Filter the entries down to the lines containing "hair", and copy those lines.

* * * * * * * * *

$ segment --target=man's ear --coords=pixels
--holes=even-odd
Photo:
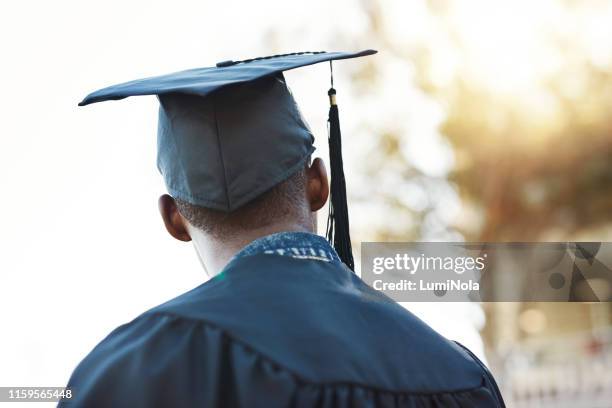
[[[320,210],[329,197],[327,170],[318,157],[306,169],[306,196],[312,212]]]
[[[159,213],[164,220],[166,230],[170,235],[179,241],[188,242],[191,241],[191,236],[187,230],[185,219],[181,216],[176,205],[174,198],[168,194],[164,194],[159,197],[158,201]]]

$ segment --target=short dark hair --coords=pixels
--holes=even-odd
[[[306,167],[300,168],[247,204],[231,212],[212,210],[176,199],[181,215],[194,227],[216,238],[263,228],[279,220],[300,217],[306,199]]]

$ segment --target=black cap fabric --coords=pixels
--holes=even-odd
[[[253,82],[295,68],[372,54],[376,54],[376,51],[364,50],[352,53],[315,51],[279,54],[243,61],[223,61],[217,63],[215,67],[189,69],[109,86],[90,93],[79,103],[79,106],[137,95],[181,93],[207,96],[217,89]]]
[[[224,61],[113,85],[79,105],[157,95],[157,165],[169,193],[194,205],[233,211],[288,178],[314,151],[314,137],[283,71],[375,52]]]

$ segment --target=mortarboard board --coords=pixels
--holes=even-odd
[[[223,61],[215,67],[103,88],[87,95],[79,106],[157,95],[157,167],[168,192],[194,205],[234,211],[287,179],[314,151],[314,136],[283,72],[375,53],[317,51]],[[331,203],[327,238],[353,269],[333,75],[328,94]]]

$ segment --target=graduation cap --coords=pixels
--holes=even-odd
[[[174,197],[234,211],[300,169],[314,151],[284,71],[375,54],[297,52],[223,61],[100,89],[79,106],[137,95],[160,102],[157,167]],[[327,239],[354,269],[336,91],[328,91],[331,202]]]

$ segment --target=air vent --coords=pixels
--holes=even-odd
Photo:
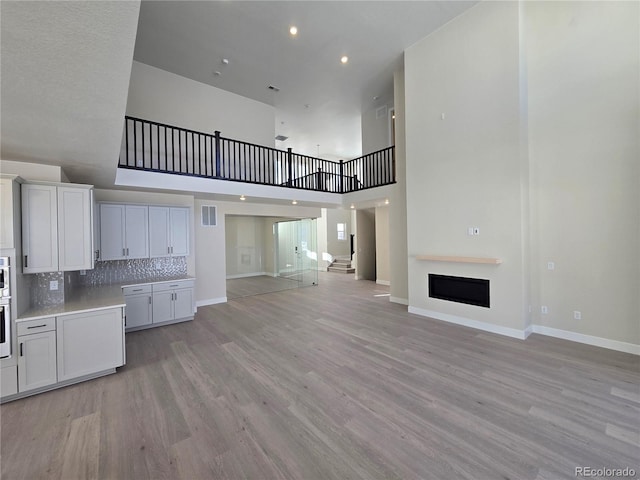
[[[278,87],[276,87],[275,85],[269,85],[267,87],[269,90],[273,90],[274,92],[279,92],[280,89]]]
[[[383,105],[382,107],[376,108],[376,119],[387,116],[387,106]]]
[[[216,207],[214,205],[202,205],[202,226],[215,227],[217,223]]]
[[[276,137],[276,140],[278,140],[280,142],[284,142],[287,138],[289,138],[289,137],[285,137],[284,135],[278,135]]]

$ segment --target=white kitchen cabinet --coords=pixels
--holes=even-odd
[[[22,185],[23,273],[93,268],[93,188]]]
[[[124,365],[122,308],[57,317],[58,381]]]
[[[138,330],[151,325],[151,285],[124,287],[122,290],[127,304],[125,309],[126,331]]]
[[[153,285],[153,323],[193,318],[193,280]]]
[[[57,272],[57,187],[22,185],[22,271]]]
[[[149,258],[149,207],[100,205],[100,259]]]
[[[184,207],[149,207],[151,257],[189,255],[189,216]]]
[[[0,249],[16,248],[15,234],[20,228],[20,184],[16,178],[0,174]]]
[[[33,326],[37,333],[18,335],[19,392],[53,385],[57,381],[55,319],[37,323]]]
[[[93,260],[93,189],[58,187],[58,270],[91,270]]]

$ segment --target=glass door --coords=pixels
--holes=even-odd
[[[277,224],[278,276],[291,288],[318,283],[316,219],[305,218]]]

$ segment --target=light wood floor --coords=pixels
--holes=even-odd
[[[0,407],[2,479],[570,479],[640,472],[640,358],[320,285],[127,334],[115,375]]]
[[[231,278],[227,280],[227,299],[262,295],[298,288],[298,281],[283,277],[257,275],[255,277]]]

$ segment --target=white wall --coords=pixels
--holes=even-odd
[[[481,2],[406,51],[412,311],[640,352],[639,9]],[[491,309],[428,299],[429,272],[490,279]]]
[[[363,108],[360,128],[362,130],[362,153],[372,153],[393,145],[389,128],[389,113],[393,108],[393,85],[378,100]]]
[[[404,70],[393,74],[393,96],[396,114],[396,184],[390,188],[389,205],[389,262],[391,264],[392,302],[409,303],[409,275],[407,265],[407,160],[405,135],[405,75]],[[375,189],[377,190],[377,189]]]
[[[133,62],[127,115],[258,145],[275,144],[275,109],[179,75]]]
[[[534,322],[640,344],[640,8],[527,2]],[[550,53],[553,54],[550,54]],[[547,269],[554,262],[555,270]],[[581,320],[575,320],[580,311]]]
[[[391,262],[389,260],[389,207],[376,207],[376,282],[391,283]]]
[[[338,240],[338,223],[346,224],[344,240]],[[348,257],[351,255],[351,241],[349,235],[354,233],[351,224],[351,211],[344,209],[327,209],[327,251],[334,257]]]
[[[519,8],[481,2],[405,52],[409,305],[522,332]],[[444,119],[442,119],[444,115]],[[468,236],[477,226],[481,235]],[[499,257],[499,266],[418,261]],[[427,274],[489,279],[491,308],[430,299]]]
[[[376,280],[376,219],[375,210],[357,210],[356,254],[354,263],[357,280]]]

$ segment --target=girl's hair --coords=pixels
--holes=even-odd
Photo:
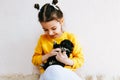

* * * * * * * * *

*TASK RESPONSE:*
$ segment --target=short dark hair --coords=pixels
$ segment --target=girl's hair --coords=pixels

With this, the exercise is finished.